La mobilisation est partie du Printemps des comédiens, à Montpellier, en grève depuis mardi 3 juin, avec désormais une quinzaine de spectacles annulés, soit la presque totalité de cette vingt-huitième édition. Les salariés du Printemps des comédiens peuvent à présent déclarer « Nous ne sommes plus seuls maintenant », en guise de clin d’œil au titre de l’un des spectacles annulés – Nous sommes seuls maintenant, mis en scène par Julie Deliquet.

Le dernier communiqué en date a été envoyé aux rédactions mardi 10 juin, à 23 h 50, et il retiendra particulièrement l’attention du gouvernement. Ce communiqué émane en effet des intermittents du festival « in » d’Avignon. Après une réunion avec le nouveau directeur du festival, Olivier Py, ainsi qu’avec la nouvelle maire socialiste, Cécile Helle, le syndicat CGT et la Coordination des intermittents et précaires (CIP), ils ont clairement brandi clairement la menace de la grève. Le spectre de l’annulation du Festival, en 2003, ressurgit.

« Si l’Etat devait agréer l’accord du 22 mars, nous nous réservons la possibilité d’appliquer notre droit de grève dès le 4 juillet », soit dès l’ouverture du festival, « et le gouvernement en assumera les conséquences », écrivent les salariés du « in ». Ils rappellent, comme tant d’autres, que François Rebsamen avait signé en faveur des propositions alternatives sur l’assurance-chômage des intermittents, quelques semaines avant de devenir ministre du travail. « Ce désaveu marque une rupture avec les positions soutenues par le Parti socialiste concernant les enjeux de la culture dans notre société et notre quotidien », ajoutent-ils.

Dans une lettre dévoilée par Le Monde le 3 juin, Olivier Py a demandé au premier ministre, Manuel Valls, de prononcer « un moratoire » sur l’accord du 22 mars et de rouvrir les négociations.

MÉFIANCE À L’ÉGARD DE LA MISSION DE MÉDIATION

Le robinet, lui, est ouvert. Pour l’instant, c’est du goutte-à-goutte, avec une dizaine de communiqués par jour. Mais c’est le signe que la nomination, le 7 juin, par Manuel Valls, du député Jean-Patrick Gille, chargé d’une « mission de propositions » sur les annexes 8 et 10, dans un délai serré de quinze jours, n’a absolument pas apaisé les tensions. Au contraire : Jean-Patrick Gille s’étant déclaré favorable à l’agrément de l’accord du 22 mars, il est perçu avec une certaine méfiance par les professionnels de la culture mobilisés. Toutefois, le plus gros syndicat des employeurs du spectacle vivant, le Syndeac, a fait savoir, dans un communiqué, sa disponibilité et sa bonne volonté pour coopérer avec la mission Gille.


Des intermittents tout nus, pour accueillir Aurélie Filippetti. Mardi 10 juin, au festival Furies à Châlons-en-Champagne, trois compagnies ont décidé « la mort dans l’âme » de faire grève. La ministre de la culture et de la communication, Aurélie Filippetti, en déplacement au familistère de Guise, a été accueillie par des intermittents qui se sont mis tout nus, comme le rapporte le Courrier Picard.

-- -- --

Consigne: Reprenez l'article sur la grève des intermittents du spectacle en le prolongeant à partir de sa dernière phrase.

-- -- --

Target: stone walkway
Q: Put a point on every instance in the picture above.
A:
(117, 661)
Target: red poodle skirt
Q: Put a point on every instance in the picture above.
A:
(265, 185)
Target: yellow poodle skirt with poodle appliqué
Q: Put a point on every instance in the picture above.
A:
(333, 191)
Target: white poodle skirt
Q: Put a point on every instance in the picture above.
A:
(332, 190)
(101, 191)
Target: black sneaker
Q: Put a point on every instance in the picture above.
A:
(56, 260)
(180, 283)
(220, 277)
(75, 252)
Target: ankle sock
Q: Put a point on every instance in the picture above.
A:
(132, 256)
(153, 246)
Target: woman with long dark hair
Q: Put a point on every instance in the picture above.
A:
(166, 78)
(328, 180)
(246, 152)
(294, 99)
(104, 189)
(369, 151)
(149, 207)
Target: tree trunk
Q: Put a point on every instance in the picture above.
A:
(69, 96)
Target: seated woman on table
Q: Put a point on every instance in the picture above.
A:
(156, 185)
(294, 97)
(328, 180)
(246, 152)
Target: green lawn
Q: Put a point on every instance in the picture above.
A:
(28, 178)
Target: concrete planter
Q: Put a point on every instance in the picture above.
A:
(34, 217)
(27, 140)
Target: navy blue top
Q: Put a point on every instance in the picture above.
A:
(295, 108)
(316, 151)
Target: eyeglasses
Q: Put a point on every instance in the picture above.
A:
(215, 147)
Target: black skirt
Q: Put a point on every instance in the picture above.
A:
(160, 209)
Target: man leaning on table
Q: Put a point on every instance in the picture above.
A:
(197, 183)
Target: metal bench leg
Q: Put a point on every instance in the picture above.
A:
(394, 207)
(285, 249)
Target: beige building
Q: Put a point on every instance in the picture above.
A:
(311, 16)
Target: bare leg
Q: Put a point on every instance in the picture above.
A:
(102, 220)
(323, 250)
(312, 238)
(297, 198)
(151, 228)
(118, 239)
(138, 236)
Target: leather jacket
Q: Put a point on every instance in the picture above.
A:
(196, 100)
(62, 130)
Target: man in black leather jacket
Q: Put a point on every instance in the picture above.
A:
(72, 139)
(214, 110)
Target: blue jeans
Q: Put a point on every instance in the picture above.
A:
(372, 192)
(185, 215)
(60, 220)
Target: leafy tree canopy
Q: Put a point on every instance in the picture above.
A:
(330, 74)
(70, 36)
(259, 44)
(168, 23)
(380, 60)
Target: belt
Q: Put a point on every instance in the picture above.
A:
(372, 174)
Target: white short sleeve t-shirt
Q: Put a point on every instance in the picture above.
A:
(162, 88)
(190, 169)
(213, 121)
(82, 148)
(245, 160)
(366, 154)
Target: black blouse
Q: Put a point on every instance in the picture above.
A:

-- -- --

Réponse attendue:
Les agents de la DRAC Ile-de-France refusent de siéger. Les membres du comité d’experts de la direction régionale des affaires culturelles (DRAC) d’Ile-de-France, l’antenne du ministère de la culture en région, ont décidé « à l’unanimité », mardi 10 juin, de refuser de siéger en commission les 10,11 et 12 juin. « Nous refusons de siéger pour donner nos avis artistiques dans ce contexte alarmant », expliquent ces professionnels chargés de sélectionner et distribuer les aides aux compagnies ou aux établissements culturels franciliens. Parmi les signataires figurent Xavier Croci, directeur du Forum du Blanc-Mesnil, en Seine-Daint-Denis ; Caroline Marcilhac, directrice de Théâtre Ouvert, à Paris, et ancienne directrice de production du Festival d’Avignon, entre 2003 et 2011)…

Huit théâtres toulousains ont voté la grève, mercredi 11 juin, et demandent le non-agrément de l’accord sur l’assurance-chômage : le Théâtre du Grand-Rond, le Hangar, le Ring, le Théâtre du Chien blanc, le Théâtre du Pont-Neuf, la Cave Poésie, le Théâtre du Pavé et Le Fil à Plomb.

Le studio de cinéma McGuff en grève le 16 juin. Mardi, les employés d’Illumination Mac Guff, le studio de fabrication de films d’animation 3D – Moi, Moche et Méchant 1 et 2, Lorax – ont voté à l’unanimité la grève pour le 16 juin, journée nationale de mobilisation. Dans un communiqué, ils soulignent que « le régime spécifique de l’intermittence permet à la France de conserver sa “diversité culturelle” et de réunir les conditions nécessaires pour créer des films internationalement reconnus. »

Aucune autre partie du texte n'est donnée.